Pick up the first-person account of coming out later in life, shown below ahead of the listing, and continue it after its final sentence.

▸ **SUPPLIED PASSAGE**
|---|

Indeed, during my first girlfriend’s visits to Sydney, we did very little else than make up for lost time.
And when she returned to the mine, I found myself like one of the TikTok late-bloomer lesbians – our last encounter playing on an enticing loop in my brain, my vibrator suddenly requiring frequent recharging.
Unfortunately, something else no one tells you about coming out later in life, is that there’s such a thing as overstimulation.
I was accustomed to sporadic solo sex prior to this point, and the kind of partnered sex straight women are most familiar with: penetration-focused.
But my second wind of puberty, coupled with the distinctly inverse dynamic of sex with another woman, meant the typically underacknowledged part of my vulva moved from a supporting character to a leading role overnight.
A role it was, evidently, unprepared for.
Because it was just a couple of weeks into our budding romance, I felt a sudden surge of pain in my pelvis.
“It’s probably just an easily treatable STI,” a friend reassured me on the phone.
“Everyone gets one at some point. Go to the doctor and get it looked at. But in the meantime, you should probably avoid sex and tell your girlfriend,” she added.
As someone who’s particular about seeing the same female GP, I typically book my appointments days ahead. But with my new squeeze already halfway to Sydney and the possibility of abstinence and an awkward conversation looming, I abandoned protocol and panic-booked with the only available doctor that afternoon.
An hour later, I was detailing my phantom pain to a male GP who looked suspiciously young to have graduated medical school.

|---|

▸ **SUPPLIED ENTRIES**
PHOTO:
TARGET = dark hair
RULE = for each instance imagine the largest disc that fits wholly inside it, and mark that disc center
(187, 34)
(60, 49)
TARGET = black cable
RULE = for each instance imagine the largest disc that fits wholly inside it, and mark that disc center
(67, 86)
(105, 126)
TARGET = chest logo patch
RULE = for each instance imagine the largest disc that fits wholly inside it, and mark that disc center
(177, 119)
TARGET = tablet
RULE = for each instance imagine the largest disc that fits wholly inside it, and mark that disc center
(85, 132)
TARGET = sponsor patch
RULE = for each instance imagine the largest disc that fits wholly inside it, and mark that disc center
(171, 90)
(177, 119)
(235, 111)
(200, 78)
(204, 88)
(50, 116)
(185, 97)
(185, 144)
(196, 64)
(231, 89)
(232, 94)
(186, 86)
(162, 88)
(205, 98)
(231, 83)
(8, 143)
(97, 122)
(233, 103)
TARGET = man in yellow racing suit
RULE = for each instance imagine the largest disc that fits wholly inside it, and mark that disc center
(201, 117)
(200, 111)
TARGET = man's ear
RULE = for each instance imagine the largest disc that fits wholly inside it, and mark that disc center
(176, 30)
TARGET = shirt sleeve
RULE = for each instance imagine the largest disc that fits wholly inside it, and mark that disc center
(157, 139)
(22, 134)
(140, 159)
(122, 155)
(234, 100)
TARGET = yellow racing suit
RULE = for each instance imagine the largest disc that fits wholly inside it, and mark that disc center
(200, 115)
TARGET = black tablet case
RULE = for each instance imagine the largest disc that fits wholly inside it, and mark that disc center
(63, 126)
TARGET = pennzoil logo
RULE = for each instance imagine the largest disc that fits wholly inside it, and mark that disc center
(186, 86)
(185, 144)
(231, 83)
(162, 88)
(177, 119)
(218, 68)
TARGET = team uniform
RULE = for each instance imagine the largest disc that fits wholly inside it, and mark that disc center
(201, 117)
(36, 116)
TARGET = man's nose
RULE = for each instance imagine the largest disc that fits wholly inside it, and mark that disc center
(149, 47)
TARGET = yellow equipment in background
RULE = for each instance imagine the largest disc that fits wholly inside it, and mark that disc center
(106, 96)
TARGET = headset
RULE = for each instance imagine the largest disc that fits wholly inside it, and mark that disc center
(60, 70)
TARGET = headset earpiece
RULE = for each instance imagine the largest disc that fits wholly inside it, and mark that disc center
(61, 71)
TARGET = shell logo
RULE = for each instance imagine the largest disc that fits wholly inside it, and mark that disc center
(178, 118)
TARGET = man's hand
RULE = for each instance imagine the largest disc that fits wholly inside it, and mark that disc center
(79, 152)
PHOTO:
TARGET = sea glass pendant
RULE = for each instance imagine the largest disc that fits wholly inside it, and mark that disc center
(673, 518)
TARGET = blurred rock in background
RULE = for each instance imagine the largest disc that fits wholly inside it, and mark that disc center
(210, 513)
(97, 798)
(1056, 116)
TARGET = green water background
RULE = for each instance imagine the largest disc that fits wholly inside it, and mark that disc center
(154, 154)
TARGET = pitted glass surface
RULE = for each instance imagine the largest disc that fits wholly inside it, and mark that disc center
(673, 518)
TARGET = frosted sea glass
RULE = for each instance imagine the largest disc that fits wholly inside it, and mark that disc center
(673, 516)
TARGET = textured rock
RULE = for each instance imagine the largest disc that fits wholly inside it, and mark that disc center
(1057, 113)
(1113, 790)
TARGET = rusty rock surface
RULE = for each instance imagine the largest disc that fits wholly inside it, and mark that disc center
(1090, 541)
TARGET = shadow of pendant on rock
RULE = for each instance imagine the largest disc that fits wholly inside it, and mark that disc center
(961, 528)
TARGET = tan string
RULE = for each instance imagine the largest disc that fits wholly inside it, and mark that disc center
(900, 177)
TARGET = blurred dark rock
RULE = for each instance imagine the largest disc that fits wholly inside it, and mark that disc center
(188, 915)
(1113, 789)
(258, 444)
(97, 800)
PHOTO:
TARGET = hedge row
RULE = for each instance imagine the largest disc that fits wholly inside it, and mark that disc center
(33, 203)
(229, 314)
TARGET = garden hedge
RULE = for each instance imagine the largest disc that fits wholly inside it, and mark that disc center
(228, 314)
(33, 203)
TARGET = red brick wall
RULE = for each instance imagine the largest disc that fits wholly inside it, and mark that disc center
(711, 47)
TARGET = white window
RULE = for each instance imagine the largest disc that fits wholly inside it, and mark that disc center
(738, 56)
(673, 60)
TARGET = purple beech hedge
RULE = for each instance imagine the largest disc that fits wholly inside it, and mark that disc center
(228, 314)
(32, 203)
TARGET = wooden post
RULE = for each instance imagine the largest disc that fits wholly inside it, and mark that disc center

|---|

▸ **WRITTEN ANSWER**
“Okay, well there are no female doctors who can look at it today, so would you like me to book you in with one in the morning?” he asked, looking down at a stack of notes in front of him, as though trying to avert my gaze.
“No. I need it looked at right now,” I urged, spontaneously losing all decorum, and beginning to tug at my jeans zipper in desperation for an answer.
“Uh, okay. Let me duck out and grab a female nurse to be present. You can hop on the bed while I’m go – ah, yes. Do that,” he started, noticing I’d already shamelessly wriggled out of my jeans and lunged onto the bed.
“We’ll run your blood and urine now, but the good news is, this doesn’t appear to be an STI,” he remarked some moments later, from the end of the bed.
“How could that be?!” I protested, recalling a Google search I’d conducted earlier that suggested I had a rare, potentially incurable infection.
“I’m pretty sure you’ve just, uh – ” He paused to clear his throat awkwardly.
“You’ve overstimulated your clitoris. Give the vibrator a rest for a few days, and perhaps find some other things to do with your partner,” he finally finished, appearing relieved to have gotten the words out.
“Are you sure? Can you take another look?” I persisted, throwing off the modesty cloth so he could view my predicament more clearly – any sense of demureness reserved for such an occasion now long gone.
“I’m sure,” he rebutted, pulling the curtain around me abruptly.
He was right.
A few hours after my girlfriend arrived in Sydney, my results came back negative, and after a few days’ rest, my vulva felt back to normal, too.
Though it’s been more than a year since I last saw her, I still think fondly of my first girlfriend and the world of sexual possibility our romance unlocked in me, as well as the lessons I gleaned from it.
Arguably the most important one being, that, as it turns out, I’m not immune to heartbreak. All those movie scenes of women crying into tubs of Ben & Jerry’s while listening to sad songs really are accurate.
Also, queer sex doesn’t have a set endpoint, which is why, as a general rule, you should always stock Gatorade when your long-distance girlfriend is in town.
And that second wave of puberty? It hits hard. So go easy on the vibrator and passion-filled all-nighters – unless you want to have your entire sex life flash before your eyes in a doctor’s office.